#### INPUT:
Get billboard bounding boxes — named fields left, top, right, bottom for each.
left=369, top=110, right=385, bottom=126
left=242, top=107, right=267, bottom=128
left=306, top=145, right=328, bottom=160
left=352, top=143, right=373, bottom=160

#### WHAT IS ASKED:
Can you write out all of these records again, swapping "billboard" for "signboard" and leaving everything else unchanged?

#### THE OUTPUT:
Get signboard bounding boxes — named fields left, top, right, bottom for each.
left=369, top=110, right=385, bottom=126
left=242, top=107, right=267, bottom=128
left=306, top=145, right=328, bottom=160
left=352, top=143, right=373, bottom=160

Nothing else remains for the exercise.